ТЕКСТ СТРАНИЦЫ:
──────
Вероятно,таким образом, что причастный к московскому летописанию Е. П. выполнял литературные заказы составителя общерусского летописного свода, какого-то “преподобства” (монаха, очевидно, игумена), написав для него, в частности, “Слово о житии и о преставлении великого князя”. По-видимому, Е. П. же оплакал в общерусской летописи и разоренную при нашествии Тохтамыша Москву, и избитых горожан подобным же образом там же оплакал двух своих выдающихся современников - митрополита Киприана и епископа Арсения Тверского.

Как признанный мастер своего дела, Е. П., по всей видимости, служил двум русским митрополитам - Киприану и Фотию: одному как публицист-летописец, другому как анонимный соавтор одного из его посланий.

Сравнивая произведения Е. П., можно заметить, что манера его письма отражала не только нормативы его времени и свойства его собственной личности, но каждый раз также личности того, на кого был направлен его мысленный взор. Будучи прекрасно образованным и начитанным писателем-профессионалом, имея свои приемы и привычки, Е. П. владел множеством литературных форм и оттенков стиля и мог в своих произведениях быть и бесстрастным фактографом, не позволяющим себе лишнего слова, и изощренным “словоплетом”, впадающим в долгие стихообразные медитации; и ликующим или горестным, и сдержанным или ироничным; и прозрачно-ясным, и прикровенно-многоплановым - благодаря чему и мог дать почувствовать личность того, о ком писал.

Умер Е. П. не позже 1422 г.- времени открытия мощей Сергия Радонежского (об этом он как будто еще не знает).

ЕПИФАНИЙ ПРЕМУДРЫЙ - преподобный, русский монах, агиограф, духовный писатель и мыслитель, автор житий и посланий, раскрывающих мировоззрение Древней Руси, один из первых русских православных писателей и философов.

Жизнеописание

Жил в конце XIV — начале XV века. Сведения о нём извлекаются только из его собственных сочинений. В молодости жил со Стефаном Пермским в Ростове в монастыре Григория Богослова, именуемом «Затвор». Изучил там греческий язык и хорошо усвоил библейские, святоотеческие и агиографические тексты. Возможно, побывал в Константинополе, на Афоне, в Иерусалиме. Вероятно, в 1380 году Епифаний оказался в Троицком монастыре под Москвой в качестве «ученика» уже знаменитого Сергия Радонежского. Занимался книгописной деятельностью. После смерти Сергия в 1392 году Епифаний, видимо, перебрался в Москву на службу к митрополиту Киприану. Близко сошёлся с Феофаном Греком.
──────
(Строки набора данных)
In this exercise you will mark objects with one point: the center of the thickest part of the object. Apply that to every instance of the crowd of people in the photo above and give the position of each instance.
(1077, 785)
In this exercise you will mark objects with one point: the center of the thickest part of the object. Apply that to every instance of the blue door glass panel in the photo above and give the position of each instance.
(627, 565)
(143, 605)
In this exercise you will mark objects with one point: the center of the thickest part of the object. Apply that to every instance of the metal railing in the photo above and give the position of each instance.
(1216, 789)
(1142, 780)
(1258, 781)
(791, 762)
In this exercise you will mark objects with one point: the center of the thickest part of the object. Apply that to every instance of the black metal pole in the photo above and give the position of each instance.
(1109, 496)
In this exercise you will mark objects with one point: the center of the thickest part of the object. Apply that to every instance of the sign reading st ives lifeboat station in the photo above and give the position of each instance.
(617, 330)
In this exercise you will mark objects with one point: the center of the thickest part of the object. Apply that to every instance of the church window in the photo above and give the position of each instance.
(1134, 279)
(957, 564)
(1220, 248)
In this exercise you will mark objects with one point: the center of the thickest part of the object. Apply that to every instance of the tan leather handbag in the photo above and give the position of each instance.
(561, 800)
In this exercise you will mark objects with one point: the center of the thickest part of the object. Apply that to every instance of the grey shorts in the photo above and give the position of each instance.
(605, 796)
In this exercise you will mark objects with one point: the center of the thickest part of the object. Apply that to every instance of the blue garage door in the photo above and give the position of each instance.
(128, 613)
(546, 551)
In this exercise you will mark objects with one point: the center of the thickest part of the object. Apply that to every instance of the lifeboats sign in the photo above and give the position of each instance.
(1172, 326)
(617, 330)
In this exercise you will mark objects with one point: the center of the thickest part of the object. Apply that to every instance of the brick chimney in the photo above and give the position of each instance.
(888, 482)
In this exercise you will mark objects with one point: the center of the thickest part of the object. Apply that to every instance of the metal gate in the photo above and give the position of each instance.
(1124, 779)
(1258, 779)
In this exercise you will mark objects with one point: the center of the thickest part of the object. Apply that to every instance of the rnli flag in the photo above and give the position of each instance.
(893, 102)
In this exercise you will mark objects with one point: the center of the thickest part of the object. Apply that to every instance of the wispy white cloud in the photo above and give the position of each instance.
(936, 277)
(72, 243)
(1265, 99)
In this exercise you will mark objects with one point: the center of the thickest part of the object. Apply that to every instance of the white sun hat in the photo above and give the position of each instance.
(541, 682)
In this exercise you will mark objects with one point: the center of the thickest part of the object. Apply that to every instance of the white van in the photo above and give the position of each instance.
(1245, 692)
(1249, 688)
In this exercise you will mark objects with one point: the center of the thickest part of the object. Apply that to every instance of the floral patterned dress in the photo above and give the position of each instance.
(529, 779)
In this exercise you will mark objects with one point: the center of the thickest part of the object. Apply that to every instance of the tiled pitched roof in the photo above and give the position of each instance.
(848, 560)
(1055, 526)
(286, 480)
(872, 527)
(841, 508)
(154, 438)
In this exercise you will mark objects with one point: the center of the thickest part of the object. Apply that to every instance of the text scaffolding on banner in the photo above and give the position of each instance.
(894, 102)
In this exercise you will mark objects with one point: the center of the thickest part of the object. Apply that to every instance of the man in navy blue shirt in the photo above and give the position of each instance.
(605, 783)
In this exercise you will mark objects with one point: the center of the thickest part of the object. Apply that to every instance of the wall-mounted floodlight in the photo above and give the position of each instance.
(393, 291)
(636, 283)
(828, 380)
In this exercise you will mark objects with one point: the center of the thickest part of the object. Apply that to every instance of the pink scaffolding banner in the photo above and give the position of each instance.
──────
ЗАДАЧИ ДЛЯ РЕШЕНИЯ:
1. Повторите дословно отрывок из текста об Епифании Премудром от слов «Вероятно,таким образом, что» до слов «епископа Арсения Тверского.» включительно.
2. Воспроизведите без изменений строки набора данных с самого начала до строки с «(1077, 785)» включительно.

ОТВЕТЫ ПО ЗАДАЧАМ:
1.
Вероятно,таким образом, что причастный к московскому летописанию Е. П. выполнял литературные заказы составителя общерусского летописного свода, какого-то “преподобства” (монаха, очевидно, игумена), написав для него, в частности, “Слово о житии и о преставлении великого князя”. По-видимому, Е. П. же оплакал в общерусской летописи и разоренную при нашествии Тохтамыша Москву, и избитых горожан подобным же образом там же оплакал двух своих выдающихся современников - митрополита Киприана и епископа Арсения Тверского.

2.
In this exercise you will mark objects with one point: the center of the thickest part of the object. Apply that to every instance of the crowd of people in the photo above and give the position of each instance.
(1077, 785)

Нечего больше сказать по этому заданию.